ACTIVITY 1 |
According to the Heart of Darkness review, what words does Kurtz utter as he dies on the boat?
ACTIVITY 2 |
Extend the Heart of Darkness review, picking up right after its last sentence.

PASSAGE SHOWN |
Heart of Darkness

I get cranky without new literature. Sometimes I can appease it by rereading one of my favourites like the Belgariad or Harry Potter. But from time to time even they can’t quite fix the itch of a book addict. I had finished my latest book and had nothing new and no time to go and find something. It came to Friday evening and I was heading to see my parents. Imagine my joy and surprise when I opened the back of my car to find books. These were the last of my Scotland list. Abandoned and forgotten in a Volkswagen boot for weeks. One of them caught my eye immediately. It was Heart of Darkness by Joseph Conrad. One of my main worries about reading classics is getting bogged down in a 600 page tome of claptrap that I end up despising.     Therefore I think that Heart of Darkness being 100 pages was probably more of a draw than I’d like to admit. Also, I was interested to read the story that “Apocalypse now“  was based on.

Oh dear. Oh dear oh dear oh dear. There was a lot of promise to this at the start. A group of men set of on a sea voyage and on the way one of them starts to tell a story of a previous voyage he was on to find a mysterious Mr Kurtz. Over the course of the next hundred pages we hear about a trip down a river plagued with a leaky boat, hungry cannibals, diseased hippo meat and bizarre tobacco stealing Russians. When they arrive Kurtz is sick so they put him on the boat to take him home but he dies on the way uttering the immortal words “ The Horror, The Horror”.

This is basically it. You may be wondering why such a small plot would need 100 pages to tell it and I’m still wondering. The main reason is that the language used in the narration of this story is so over the top that each minor detail is documented in five separate metaphors and a plethora of adjectives. That’s not an exaggeration by the way. “There it is before you, smiling, frowning, inviting, grand, mean, insipid, or savage”. “The air was warm, thick, heavy, sluggish”. I found myself digging through language to find the story. This is matched with page long descriptions of people that will have no relevance to the story at all! Yes it’s very impressive that the book keeper has managed to keep his suits looking so very fresh and neat in the African jungle but if he isn’t going to be a relevant person in the story or will never be heard of again then I don’t believe I need to read line after line about his appearance.

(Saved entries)

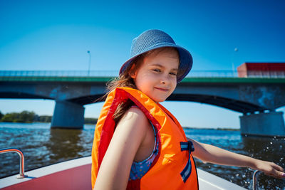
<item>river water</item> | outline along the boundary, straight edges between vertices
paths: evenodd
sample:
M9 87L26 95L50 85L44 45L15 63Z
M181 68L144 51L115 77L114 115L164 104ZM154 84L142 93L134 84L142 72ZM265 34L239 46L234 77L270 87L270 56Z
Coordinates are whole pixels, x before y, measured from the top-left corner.
M50 123L0 122L0 149L16 147L25 155L25 170L90 156L94 125L83 130L50 129ZM274 162L285 168L285 138L242 137L239 131L184 128L187 136L239 154ZM247 189L252 186L254 171L196 160L197 167ZM0 154L0 178L19 173L19 156ZM285 190L285 180L261 174L259 189Z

TASK OUTPUT 1 |
"The Horror, The Horror."

TASK OUTPUT 2 |
Don’t get me wrong there is some beautiful language in this book and some of the metaphors are stunning. Quotes like “It echoed loudly within him because he was hollow at the core” and “Even extreme grief may ultimately vent itself in violence–but more generally takes the form of apathy” are incredibly powerful. Unfortunately, like the plot, I had to make my way through a myriad of lesser similes and hyperbole to find them. I devour books and can easily average 100 pages a day or more if I’m hooked. This took me three days to finish and by the end of it my brain was exhausted and I felt genuine dislike towards Conrad and his characters.

If you like high prose and metaphors by the bucket load then I’d recommend it. This is a classic for a reason and there are many people out there who appreciate its style and respect the author. Unfortunately in this case I’m not one of them. The advice I can give is that, If your reading tastes lean more towards Rowling, Patterson and King then this may not be the book for you. Give it a try but you may end up like I did, echoing Kurtz’s final words “ The Horror, The Horror!”